(Source):
And if didnt know im making a 5150 evh guitar replica... Red white black 1pickup with floyd rose.


----------



## Rockguitar77 (Nov 24, 2011)

Anyone ???????????? sugestions on finishes.....


----------



## loudtubeamps (Feb 2, 2012)

It may be wise to track down someone close to you that is familiar with finish and refinishing.
A visual inspection of what you've got going on might be the safest way to proceed.
Good Luck with your project.


----------



## al3d (Oct 3, 2007)

i've made countless EVH replicas....but wich one are you doing!..the Barreta from Kramer?...

This one?


----------



## Rockguitar77 (Nov 24, 2011)

Yes i am making that one. Ive looked at multiple projects on youtube like vanhalen5150jfs channel. None talk about necks. Ill post pictures probably weds.


----------



## al3d (Oct 3, 2007)

At what stage are you at right now?....take some picts and i can help you trough the process.


----------



## Rockguitar77 (Nov 24, 2011)

The body it currently being clear coated with rustoleum spray lacquer on top of.black and white spray lacquer painnt. The neck is painted with the spray lacquer and fret board is being oiled with pure tung oil from leevalley. I need a way to finish the back of the neck and headstock. I like the glossy feel on back of neck. I was thinking of using the spray clear coat but i dpnt know..... So my other opsion i was thinking of is oil based varathane.


----------



## al3d (Oct 3, 2007)

You can do the whole neck with clear lacked..but it won't be an accurate build..that said..just clear the whole neck with lacked, ans use 0000 steel wool to dull the locker on the fret board. Don!t mix to much finishes. 



Rockguitar77 said:


> The body it currently being clear coated with rustoleum spray lacquer on top of.black and white spray lacquer painnt. The neck is painted with the spray lacquer and fret board is being oiled with pure tung oil from leevalley. I need a way to finish the back of the neck and headstock. I like the glossy feel on back of neck. I was thinking of using the spray clear coat but i dpnt know..... So my other opsion i was thinking of is oil based varathane.


----------



## Rockguitar77 (Nov 24, 2011)

What lack should i use? Varathane? Polyurethane? Spray on clear coat? Nitrocellulose??? And i use 0000 00 stteeel wool after im done with the pure tung oil? Just wondering... Was pure tung oil from leevalley a good choice for the fretboard?? Thanks!


----------



## Rockguitar77 (Nov 24, 2011)

al3d said:


> You can do the whole neck with clear lacked..but it won't be an accurate build..that said..just clear the whole neck with lacked, ans use 0000 steel wool to dull the locker on the fret board. Don!t mix to much finishes.[/QUOTE What lack should i use? Varathane? Polyurethane? Spray on clear coat? Nitrocellulose??? And i use 0000 00 stteeel wool after im done with the pure tung oil? Just wondering... Was pure tung oil from leevalley a good choice for the fretboard?? Thanks!

(Exercise instructions):
- a) Translate this sentence from the guitar finishing thread into Spanish: "It may be wise to track down someone close to you that is familiar with finish and refinishing."
- b) According to the guitar finishing thread, what is Rockguitar77 using to oil the fret board?
- c) Rewrite the passage of the guitar finishing thread between "Yes i am making" and "pictures probably weds.", inclusive, replacing "pictures" with "photos".
The material after this point comes from a separate source, unrelated to the forum thread.

(Records provided):
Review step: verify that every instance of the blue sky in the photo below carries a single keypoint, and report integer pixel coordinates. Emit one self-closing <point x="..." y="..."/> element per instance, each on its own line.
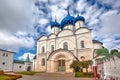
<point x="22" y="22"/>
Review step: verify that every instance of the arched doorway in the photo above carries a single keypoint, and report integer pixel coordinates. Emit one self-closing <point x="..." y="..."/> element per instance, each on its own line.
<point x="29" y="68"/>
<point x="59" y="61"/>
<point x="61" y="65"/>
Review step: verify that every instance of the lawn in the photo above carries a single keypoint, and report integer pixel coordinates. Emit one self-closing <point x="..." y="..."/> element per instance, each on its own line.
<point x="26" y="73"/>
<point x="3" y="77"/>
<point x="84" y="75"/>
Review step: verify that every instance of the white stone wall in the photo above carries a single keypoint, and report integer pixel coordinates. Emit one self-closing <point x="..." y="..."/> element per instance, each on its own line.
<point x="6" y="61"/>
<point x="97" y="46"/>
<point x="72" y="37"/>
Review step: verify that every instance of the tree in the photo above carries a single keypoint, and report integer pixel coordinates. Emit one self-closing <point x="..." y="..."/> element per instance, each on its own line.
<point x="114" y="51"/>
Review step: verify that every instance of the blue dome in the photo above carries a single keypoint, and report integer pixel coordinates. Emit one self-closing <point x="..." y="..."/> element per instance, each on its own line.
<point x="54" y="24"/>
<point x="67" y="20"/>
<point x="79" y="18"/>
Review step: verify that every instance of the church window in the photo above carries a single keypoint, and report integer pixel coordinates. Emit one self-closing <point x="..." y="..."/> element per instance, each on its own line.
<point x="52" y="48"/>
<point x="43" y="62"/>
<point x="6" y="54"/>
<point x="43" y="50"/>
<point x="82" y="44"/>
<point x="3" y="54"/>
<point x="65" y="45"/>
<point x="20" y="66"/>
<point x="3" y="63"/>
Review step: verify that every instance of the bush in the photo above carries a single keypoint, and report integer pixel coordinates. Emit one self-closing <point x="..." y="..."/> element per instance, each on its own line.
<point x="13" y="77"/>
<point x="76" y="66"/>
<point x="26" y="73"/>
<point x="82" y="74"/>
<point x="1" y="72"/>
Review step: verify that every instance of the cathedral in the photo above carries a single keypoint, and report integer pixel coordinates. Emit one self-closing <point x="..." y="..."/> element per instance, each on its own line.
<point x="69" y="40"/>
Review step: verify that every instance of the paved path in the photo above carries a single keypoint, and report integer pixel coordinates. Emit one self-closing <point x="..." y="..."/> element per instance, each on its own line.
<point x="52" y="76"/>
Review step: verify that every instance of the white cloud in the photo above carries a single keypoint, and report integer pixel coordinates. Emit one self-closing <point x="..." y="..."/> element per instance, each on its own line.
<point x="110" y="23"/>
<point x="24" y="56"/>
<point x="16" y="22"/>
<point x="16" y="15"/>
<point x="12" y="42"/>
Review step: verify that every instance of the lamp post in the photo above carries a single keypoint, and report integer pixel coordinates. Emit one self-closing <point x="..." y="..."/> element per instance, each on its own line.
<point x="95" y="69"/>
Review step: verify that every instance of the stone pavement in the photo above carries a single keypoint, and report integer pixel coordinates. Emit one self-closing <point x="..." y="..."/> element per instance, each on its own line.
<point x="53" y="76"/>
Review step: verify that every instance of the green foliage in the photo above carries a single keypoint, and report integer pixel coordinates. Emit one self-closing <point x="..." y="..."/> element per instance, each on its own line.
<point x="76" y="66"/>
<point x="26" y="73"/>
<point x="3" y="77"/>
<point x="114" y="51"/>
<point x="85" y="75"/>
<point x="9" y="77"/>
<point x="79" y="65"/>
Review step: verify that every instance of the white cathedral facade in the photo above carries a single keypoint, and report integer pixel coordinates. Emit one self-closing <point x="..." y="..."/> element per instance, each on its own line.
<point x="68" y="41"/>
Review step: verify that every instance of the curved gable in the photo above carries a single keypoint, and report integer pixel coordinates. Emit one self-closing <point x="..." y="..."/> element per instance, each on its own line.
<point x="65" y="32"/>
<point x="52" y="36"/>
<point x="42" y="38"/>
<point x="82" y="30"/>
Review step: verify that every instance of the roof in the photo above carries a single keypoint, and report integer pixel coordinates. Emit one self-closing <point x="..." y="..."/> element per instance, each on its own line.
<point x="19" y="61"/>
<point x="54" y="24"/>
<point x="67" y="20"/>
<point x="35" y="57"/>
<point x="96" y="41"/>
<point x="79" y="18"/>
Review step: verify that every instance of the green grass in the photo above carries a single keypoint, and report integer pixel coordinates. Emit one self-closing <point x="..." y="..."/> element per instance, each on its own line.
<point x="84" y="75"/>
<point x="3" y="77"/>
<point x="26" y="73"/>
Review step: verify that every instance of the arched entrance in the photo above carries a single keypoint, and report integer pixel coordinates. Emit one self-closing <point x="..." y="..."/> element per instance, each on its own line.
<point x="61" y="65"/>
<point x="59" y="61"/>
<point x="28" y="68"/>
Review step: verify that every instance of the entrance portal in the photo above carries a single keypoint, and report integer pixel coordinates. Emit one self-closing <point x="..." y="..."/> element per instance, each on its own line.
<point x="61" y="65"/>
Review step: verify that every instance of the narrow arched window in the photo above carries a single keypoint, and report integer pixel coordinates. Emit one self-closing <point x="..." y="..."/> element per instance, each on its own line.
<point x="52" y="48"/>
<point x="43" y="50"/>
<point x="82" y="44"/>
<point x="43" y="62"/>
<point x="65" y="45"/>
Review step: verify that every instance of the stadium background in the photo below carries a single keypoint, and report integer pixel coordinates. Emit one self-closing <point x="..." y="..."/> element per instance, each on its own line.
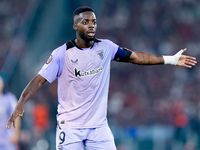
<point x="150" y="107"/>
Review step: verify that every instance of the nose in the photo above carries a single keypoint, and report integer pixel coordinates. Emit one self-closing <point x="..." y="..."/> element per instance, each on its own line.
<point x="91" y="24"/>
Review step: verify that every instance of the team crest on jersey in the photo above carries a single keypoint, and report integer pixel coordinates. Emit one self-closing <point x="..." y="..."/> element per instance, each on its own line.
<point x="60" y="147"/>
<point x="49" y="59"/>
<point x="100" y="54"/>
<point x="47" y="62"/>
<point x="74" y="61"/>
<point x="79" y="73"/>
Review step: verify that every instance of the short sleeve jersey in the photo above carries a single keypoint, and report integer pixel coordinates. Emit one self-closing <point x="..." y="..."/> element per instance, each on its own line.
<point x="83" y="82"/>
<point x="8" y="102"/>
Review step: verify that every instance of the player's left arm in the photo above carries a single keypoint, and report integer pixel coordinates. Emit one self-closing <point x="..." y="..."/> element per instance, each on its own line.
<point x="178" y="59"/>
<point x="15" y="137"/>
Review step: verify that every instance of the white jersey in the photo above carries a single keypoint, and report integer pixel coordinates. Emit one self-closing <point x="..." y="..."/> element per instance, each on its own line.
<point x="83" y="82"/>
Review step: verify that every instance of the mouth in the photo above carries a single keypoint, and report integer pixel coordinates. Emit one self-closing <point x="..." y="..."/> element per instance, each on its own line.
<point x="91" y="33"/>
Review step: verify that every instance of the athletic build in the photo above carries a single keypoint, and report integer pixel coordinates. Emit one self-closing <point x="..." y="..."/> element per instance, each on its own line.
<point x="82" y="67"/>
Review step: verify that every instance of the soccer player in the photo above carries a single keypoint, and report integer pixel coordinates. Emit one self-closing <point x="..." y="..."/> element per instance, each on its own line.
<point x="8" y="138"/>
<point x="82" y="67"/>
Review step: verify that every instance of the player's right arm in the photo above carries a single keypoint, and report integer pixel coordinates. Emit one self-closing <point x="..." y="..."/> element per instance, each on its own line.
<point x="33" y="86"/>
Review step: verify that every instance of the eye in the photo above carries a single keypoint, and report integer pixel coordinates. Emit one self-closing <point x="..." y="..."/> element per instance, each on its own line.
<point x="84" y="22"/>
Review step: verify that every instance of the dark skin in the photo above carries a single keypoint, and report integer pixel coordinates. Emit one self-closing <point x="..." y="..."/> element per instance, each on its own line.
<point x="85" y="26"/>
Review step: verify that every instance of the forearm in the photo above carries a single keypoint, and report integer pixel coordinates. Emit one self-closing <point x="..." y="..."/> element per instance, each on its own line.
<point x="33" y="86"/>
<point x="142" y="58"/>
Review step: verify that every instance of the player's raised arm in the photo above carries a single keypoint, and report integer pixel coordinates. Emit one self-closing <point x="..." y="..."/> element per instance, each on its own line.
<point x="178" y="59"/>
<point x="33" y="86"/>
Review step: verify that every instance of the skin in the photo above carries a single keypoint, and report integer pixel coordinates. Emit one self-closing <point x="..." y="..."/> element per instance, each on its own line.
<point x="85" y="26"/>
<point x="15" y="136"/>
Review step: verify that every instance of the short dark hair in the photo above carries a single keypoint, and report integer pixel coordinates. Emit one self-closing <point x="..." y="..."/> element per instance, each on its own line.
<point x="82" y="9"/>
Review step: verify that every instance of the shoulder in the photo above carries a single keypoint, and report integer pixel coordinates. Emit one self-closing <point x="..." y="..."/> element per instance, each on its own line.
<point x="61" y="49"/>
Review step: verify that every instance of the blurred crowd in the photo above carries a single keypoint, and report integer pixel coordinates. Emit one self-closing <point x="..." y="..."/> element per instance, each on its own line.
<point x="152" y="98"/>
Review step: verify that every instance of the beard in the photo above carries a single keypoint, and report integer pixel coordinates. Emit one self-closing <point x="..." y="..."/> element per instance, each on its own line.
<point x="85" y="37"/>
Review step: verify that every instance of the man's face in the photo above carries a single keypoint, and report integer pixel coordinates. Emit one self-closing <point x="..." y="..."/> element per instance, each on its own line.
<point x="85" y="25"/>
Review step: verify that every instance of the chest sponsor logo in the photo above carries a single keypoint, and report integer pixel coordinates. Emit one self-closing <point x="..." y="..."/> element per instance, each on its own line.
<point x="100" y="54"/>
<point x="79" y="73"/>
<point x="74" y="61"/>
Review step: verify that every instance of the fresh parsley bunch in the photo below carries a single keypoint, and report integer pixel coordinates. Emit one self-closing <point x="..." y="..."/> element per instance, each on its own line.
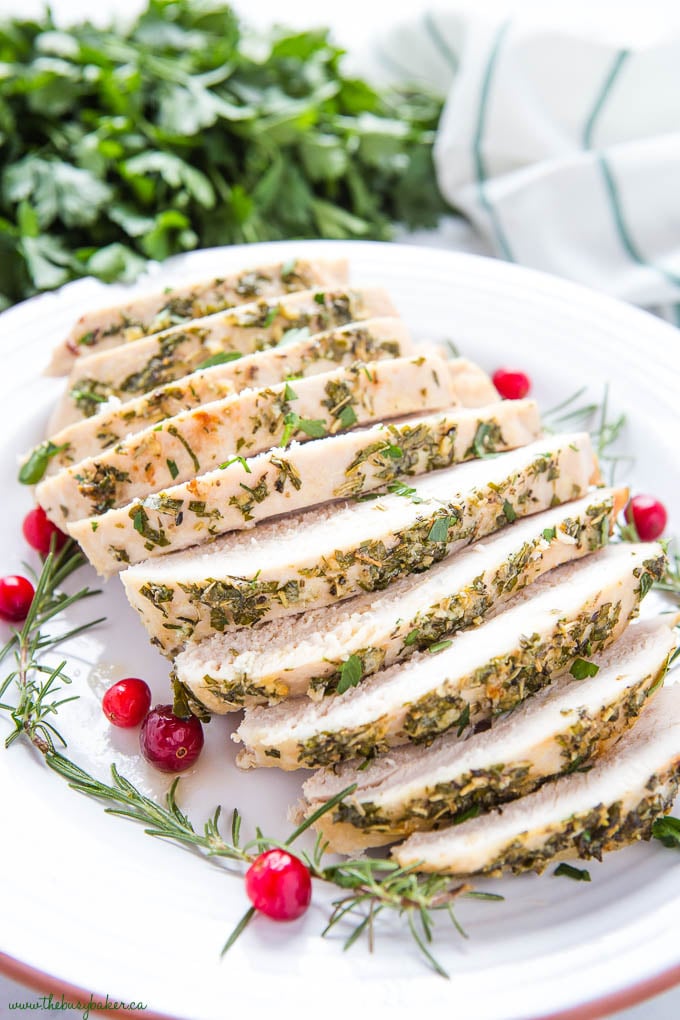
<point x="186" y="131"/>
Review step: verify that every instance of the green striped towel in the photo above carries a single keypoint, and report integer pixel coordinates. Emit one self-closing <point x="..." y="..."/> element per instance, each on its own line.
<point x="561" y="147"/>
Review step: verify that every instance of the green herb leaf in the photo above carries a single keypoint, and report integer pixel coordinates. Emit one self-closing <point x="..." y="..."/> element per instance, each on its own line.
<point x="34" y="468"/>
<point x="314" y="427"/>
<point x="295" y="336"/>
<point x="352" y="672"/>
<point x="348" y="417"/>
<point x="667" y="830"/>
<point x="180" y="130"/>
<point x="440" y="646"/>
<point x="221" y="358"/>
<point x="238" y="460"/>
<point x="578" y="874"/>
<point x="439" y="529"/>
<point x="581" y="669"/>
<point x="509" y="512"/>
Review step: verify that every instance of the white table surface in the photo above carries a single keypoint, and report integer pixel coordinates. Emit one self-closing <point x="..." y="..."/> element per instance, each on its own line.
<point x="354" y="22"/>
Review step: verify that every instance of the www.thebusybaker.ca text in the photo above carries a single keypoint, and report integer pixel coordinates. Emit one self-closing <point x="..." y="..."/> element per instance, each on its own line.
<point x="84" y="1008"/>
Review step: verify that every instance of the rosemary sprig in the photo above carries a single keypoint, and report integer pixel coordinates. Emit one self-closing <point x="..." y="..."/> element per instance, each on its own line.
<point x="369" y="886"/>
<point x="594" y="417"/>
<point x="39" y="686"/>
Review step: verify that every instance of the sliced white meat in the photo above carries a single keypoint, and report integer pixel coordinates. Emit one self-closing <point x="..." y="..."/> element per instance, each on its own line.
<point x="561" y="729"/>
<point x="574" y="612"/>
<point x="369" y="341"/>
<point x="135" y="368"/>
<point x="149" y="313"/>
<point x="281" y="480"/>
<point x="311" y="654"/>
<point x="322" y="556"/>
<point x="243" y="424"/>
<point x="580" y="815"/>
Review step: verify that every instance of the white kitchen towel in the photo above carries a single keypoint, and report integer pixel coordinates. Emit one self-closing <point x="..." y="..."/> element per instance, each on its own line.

(Answers to the exercise):
- a) Puede ser prudente buscar a alguien cercano a ti que esté familiarizado con el acabado y el reacabado.

- b) Pure tung oil from leevalley.

- c)
Yes i am making that one. Ive looked at multiple projects on youtube like vanhalen5150jfs channel. None talk about necks. Ill post photos probably weds.